═══ Given data ═══

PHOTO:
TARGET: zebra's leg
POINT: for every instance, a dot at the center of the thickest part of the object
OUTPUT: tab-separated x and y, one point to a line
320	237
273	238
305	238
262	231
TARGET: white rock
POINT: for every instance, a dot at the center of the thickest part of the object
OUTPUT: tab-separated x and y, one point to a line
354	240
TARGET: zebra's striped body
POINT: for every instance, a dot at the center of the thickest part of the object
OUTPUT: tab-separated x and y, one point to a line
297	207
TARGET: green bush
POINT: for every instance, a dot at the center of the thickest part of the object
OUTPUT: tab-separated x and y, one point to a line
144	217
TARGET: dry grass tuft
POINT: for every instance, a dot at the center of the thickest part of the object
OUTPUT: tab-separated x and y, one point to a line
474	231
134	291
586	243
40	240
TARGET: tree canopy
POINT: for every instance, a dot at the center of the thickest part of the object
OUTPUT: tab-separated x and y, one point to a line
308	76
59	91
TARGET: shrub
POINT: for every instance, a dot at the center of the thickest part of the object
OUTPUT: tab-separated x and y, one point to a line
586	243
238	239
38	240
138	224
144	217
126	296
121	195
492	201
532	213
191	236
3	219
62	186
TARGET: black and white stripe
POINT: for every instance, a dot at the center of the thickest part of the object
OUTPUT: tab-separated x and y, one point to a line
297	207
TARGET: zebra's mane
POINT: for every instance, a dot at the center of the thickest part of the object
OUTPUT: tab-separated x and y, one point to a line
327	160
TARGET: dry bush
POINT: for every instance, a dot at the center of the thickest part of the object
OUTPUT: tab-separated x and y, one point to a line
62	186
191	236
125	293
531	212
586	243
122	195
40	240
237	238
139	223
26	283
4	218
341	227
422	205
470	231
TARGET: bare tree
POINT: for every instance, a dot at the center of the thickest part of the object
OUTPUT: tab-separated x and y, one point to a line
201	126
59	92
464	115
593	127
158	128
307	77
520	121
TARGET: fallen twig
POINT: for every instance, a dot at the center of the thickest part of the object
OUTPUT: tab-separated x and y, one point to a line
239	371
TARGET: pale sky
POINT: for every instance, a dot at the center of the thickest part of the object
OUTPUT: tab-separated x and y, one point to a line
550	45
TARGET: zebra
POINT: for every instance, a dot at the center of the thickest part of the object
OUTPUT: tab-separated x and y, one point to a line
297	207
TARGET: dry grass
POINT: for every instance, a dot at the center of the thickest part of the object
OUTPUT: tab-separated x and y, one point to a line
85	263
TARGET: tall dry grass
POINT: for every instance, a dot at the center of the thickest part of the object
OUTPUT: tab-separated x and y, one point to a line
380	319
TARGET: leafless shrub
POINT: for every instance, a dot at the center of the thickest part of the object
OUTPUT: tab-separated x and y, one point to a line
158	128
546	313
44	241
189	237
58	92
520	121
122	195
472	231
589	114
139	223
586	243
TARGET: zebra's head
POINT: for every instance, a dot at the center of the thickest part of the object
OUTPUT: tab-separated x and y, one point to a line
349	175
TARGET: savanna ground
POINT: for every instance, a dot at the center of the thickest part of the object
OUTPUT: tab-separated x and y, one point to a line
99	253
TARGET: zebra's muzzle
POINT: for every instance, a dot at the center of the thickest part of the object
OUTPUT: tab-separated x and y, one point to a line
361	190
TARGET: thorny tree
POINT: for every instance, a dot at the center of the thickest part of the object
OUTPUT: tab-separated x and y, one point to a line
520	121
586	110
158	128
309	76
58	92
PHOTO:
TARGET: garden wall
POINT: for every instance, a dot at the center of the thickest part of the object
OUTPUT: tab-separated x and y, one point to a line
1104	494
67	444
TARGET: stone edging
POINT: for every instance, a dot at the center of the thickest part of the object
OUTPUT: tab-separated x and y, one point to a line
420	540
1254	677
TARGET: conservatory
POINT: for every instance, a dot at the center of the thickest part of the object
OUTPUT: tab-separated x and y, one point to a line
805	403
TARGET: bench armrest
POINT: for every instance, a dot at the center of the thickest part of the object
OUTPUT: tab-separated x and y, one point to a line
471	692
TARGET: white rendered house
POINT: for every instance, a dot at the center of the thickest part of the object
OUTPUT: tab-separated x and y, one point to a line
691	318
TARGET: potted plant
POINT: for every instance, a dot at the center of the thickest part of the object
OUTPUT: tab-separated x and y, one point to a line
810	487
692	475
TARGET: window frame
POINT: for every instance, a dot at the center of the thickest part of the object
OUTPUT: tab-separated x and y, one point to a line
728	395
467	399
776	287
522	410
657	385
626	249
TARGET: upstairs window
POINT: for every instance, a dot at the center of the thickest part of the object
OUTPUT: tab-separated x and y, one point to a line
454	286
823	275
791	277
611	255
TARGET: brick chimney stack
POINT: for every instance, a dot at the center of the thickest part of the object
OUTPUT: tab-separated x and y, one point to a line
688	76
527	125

═══

Stated problem:
Give back the lines above exactly, from the one with "TARGET: stone edging" through the last line.

Task answer:
TARGET: stone edging
POINT: for every instance, a dot at the center of the thickest part of the object
OUTPUT: tab-separated x and y, one point to a line
420	540
1254	677
TARGET: conservatory
POINT: for every instance, a dot at the center of the thickest part of the object
OUTPUT: tab-separated x and y, one point to a line
805	403
TARGET: bench armrest
POINT: for every instance, a dot at the center of the thickest part of the object
OUTPUT: tab-separated x and y, one point to a line
471	692
TARGET: white rendered house
POINT: for every instance, a dot at the center of the thickest part of the object
OUTPUT: tab-separated x and y, one point to a line
691	318
TARGET: potted plant
POINT: for every instance, a dot at the center of the thickest part of the object
OUTPUT: tab-separated x and y, one point to a line
810	487
692	475
TARGET: window frame
POINT: for every instance, a dot at the center of the thickest part of the object
OUTPUT: tab-separated x and y, one point to a line
728	395
467	399
776	287
522	410
657	385
626	249
TARGET: upstairs window
POINT: for every instance, a dot at the center of the thickest part of the object
OUTPUT: tab-separated x and y, one point to a line
454	286
823	275
791	277
611	255
TARGET: brick chimney stack
POINT: for every instance, a dot at the center of the thickest part of the object
OUTPUT: tab-separated x and y, one point to a line
688	76
527	125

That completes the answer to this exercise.